*PASSAGE GIVEN*.
↓
Convert Roman Numerals by Recursion
The algorithm is able to handle numerals in irregular subtractive notation (f.e. XIIX).
This implementation may only work with well-formed (strings matching /[mdclxvi]*/i) roman numerals.
The implementation is not optimized for speed.
// returns the value for a roman literal
private static int romanValue(int index)
{
int basefactor = ((index % 2) * 4 + 1); // either 1 or 5...
// ...multiplied with the exponentation of 10, if the literal is `x` or higher
return index > 1 ? (int) (basefactor * System.Math.Pow(10.0, index / 2)) : basefactor;
}
public static int FromRoman(string roman)
{
roman = roman.ToLower();
string literals = "mdclxvi";
int value = 0, index = 0;
foreach (char literal in literals)
{
value = romanValue(literals.Length - literals.IndexOf(literal) - 1);
index = roman.IndexOf(literal);
if (index > -1)
return FromRoman(roman.Substring(index + 1)) + (index > 0 ? value - FromRoman(roman.Substring(0, index)) : value);
}
return 0;
}
Try it using this .Netfiddle: https://dotnetfiddle.net/veaNk3
How does it work?
↑
*GIVEN RECORDS*.
↓
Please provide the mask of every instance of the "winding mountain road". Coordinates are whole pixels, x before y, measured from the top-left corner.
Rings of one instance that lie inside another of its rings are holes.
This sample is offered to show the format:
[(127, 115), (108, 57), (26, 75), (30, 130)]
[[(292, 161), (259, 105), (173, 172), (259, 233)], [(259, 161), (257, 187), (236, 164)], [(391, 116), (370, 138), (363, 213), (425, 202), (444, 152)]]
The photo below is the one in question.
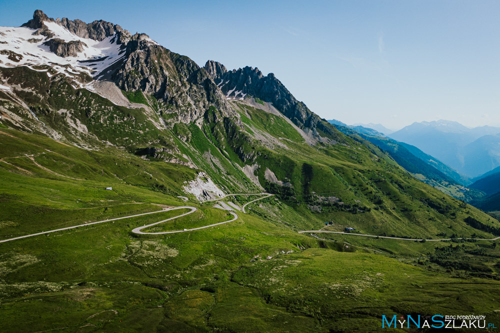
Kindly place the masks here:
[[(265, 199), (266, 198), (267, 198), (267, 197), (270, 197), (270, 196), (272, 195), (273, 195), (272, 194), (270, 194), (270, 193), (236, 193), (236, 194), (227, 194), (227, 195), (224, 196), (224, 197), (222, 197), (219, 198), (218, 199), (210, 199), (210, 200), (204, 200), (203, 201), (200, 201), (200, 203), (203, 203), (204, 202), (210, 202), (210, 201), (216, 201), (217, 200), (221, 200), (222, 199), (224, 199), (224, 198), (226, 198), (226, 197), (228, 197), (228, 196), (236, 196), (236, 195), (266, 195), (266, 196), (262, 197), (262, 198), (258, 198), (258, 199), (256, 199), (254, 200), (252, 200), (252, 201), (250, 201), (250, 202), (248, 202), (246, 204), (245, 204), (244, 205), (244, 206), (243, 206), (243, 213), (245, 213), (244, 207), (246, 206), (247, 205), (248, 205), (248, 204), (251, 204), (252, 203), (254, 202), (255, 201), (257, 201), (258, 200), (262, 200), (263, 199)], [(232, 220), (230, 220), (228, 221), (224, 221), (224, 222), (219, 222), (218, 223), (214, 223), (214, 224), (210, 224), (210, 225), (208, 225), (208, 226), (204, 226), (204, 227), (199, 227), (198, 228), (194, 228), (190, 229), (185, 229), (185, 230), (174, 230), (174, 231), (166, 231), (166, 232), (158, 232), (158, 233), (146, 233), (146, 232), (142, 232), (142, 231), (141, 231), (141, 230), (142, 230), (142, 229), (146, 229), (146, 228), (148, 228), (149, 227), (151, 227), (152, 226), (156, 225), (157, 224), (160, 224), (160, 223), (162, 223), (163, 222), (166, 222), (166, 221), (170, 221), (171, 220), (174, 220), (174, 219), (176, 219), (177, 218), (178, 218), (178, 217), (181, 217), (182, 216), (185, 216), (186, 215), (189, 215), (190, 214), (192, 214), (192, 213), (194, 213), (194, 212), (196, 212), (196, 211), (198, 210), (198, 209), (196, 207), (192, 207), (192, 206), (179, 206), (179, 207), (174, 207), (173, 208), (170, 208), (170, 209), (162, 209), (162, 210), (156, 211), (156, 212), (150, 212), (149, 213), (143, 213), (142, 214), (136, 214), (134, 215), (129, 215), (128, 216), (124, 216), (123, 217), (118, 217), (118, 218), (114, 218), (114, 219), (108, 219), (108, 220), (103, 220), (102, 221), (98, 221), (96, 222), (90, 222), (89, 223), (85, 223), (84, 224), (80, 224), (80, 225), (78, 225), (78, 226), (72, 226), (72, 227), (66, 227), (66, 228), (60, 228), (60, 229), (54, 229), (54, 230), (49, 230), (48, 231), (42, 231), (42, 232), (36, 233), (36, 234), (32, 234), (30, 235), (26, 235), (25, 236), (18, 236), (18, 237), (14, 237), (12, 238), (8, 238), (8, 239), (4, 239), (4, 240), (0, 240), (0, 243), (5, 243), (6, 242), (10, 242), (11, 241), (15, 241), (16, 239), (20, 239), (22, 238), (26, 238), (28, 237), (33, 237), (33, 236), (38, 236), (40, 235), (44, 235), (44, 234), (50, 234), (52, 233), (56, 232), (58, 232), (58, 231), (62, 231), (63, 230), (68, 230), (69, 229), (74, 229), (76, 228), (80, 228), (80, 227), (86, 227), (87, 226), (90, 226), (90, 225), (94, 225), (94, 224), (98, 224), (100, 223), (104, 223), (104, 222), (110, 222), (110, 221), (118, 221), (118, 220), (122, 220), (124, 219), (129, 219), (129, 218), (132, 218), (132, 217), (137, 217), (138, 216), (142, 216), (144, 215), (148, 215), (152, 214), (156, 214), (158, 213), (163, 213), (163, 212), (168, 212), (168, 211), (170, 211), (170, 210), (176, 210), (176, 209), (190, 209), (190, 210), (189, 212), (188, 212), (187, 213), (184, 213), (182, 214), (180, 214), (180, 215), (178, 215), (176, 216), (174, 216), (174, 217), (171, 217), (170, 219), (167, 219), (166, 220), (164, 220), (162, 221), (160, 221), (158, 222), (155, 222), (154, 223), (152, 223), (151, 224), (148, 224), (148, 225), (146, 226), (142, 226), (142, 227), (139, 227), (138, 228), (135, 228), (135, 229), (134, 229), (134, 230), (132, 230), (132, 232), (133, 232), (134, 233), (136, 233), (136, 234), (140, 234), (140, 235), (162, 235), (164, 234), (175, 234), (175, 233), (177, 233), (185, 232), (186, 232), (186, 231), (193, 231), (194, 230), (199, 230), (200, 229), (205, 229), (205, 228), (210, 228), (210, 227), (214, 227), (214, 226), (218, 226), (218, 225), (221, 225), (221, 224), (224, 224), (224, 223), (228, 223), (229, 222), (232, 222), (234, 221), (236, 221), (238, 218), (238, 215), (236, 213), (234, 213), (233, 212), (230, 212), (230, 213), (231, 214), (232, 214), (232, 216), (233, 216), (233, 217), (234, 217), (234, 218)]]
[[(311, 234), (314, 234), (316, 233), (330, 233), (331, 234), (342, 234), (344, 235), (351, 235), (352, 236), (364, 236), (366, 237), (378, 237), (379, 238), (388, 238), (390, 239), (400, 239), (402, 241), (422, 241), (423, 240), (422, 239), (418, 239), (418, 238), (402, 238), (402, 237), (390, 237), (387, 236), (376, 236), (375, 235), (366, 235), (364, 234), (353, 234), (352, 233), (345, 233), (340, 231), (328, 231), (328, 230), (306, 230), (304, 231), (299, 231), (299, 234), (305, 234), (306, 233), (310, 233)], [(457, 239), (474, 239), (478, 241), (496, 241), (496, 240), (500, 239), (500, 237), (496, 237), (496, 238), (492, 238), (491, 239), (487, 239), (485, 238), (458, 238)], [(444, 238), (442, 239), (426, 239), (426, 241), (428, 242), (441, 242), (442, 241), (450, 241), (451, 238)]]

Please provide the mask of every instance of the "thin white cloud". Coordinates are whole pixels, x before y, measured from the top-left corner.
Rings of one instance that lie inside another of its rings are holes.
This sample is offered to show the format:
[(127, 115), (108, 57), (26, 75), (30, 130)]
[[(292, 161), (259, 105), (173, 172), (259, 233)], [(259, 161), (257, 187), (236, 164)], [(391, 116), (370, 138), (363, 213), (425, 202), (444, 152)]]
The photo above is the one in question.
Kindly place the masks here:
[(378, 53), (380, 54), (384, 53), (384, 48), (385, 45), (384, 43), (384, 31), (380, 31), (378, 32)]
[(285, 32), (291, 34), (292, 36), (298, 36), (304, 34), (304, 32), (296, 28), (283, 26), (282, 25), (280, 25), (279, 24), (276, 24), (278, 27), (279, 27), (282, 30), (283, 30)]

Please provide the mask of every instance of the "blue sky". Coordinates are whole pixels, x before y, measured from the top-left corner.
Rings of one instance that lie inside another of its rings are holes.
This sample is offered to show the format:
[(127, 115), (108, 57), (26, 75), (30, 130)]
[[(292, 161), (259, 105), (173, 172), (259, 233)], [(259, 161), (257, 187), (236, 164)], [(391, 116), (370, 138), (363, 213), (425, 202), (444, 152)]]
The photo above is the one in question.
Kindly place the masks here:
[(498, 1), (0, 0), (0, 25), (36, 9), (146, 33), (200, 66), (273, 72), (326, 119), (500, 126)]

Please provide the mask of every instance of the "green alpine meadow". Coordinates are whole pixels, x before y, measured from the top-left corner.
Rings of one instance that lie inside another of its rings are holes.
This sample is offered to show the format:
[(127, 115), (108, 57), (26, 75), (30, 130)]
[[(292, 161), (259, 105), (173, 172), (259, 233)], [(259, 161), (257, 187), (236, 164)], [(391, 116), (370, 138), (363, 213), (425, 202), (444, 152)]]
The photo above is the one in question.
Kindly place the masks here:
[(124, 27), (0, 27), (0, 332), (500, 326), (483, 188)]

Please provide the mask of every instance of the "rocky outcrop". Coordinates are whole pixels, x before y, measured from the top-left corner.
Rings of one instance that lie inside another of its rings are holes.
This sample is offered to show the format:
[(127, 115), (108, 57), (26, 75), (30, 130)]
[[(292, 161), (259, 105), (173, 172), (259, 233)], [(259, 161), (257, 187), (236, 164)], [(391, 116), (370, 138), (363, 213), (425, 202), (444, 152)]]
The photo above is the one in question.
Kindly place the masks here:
↑
*TO BE DONE*.
A) Answer each question about the Roman numeral conversion passage in a few words.
(i) Which example of irregular subtractive notation does it give?
(ii) What string of letters does FromRoman assign to the variable literals?
(iii) What value does FromRoman return after its loop finds none of the letters?
B) Summarize the Roman numeral conversion passage in two sentences.

*THE REPLIES*.
A)
(i) XIIX
(ii) "mdclxvi"
(iii) 0

B) The passage presents a recursive implementation for converting Roman numerals that can handle irregular subtractive notation such as XIIX. It may only work with well-formed numerals and is not optimized for speed.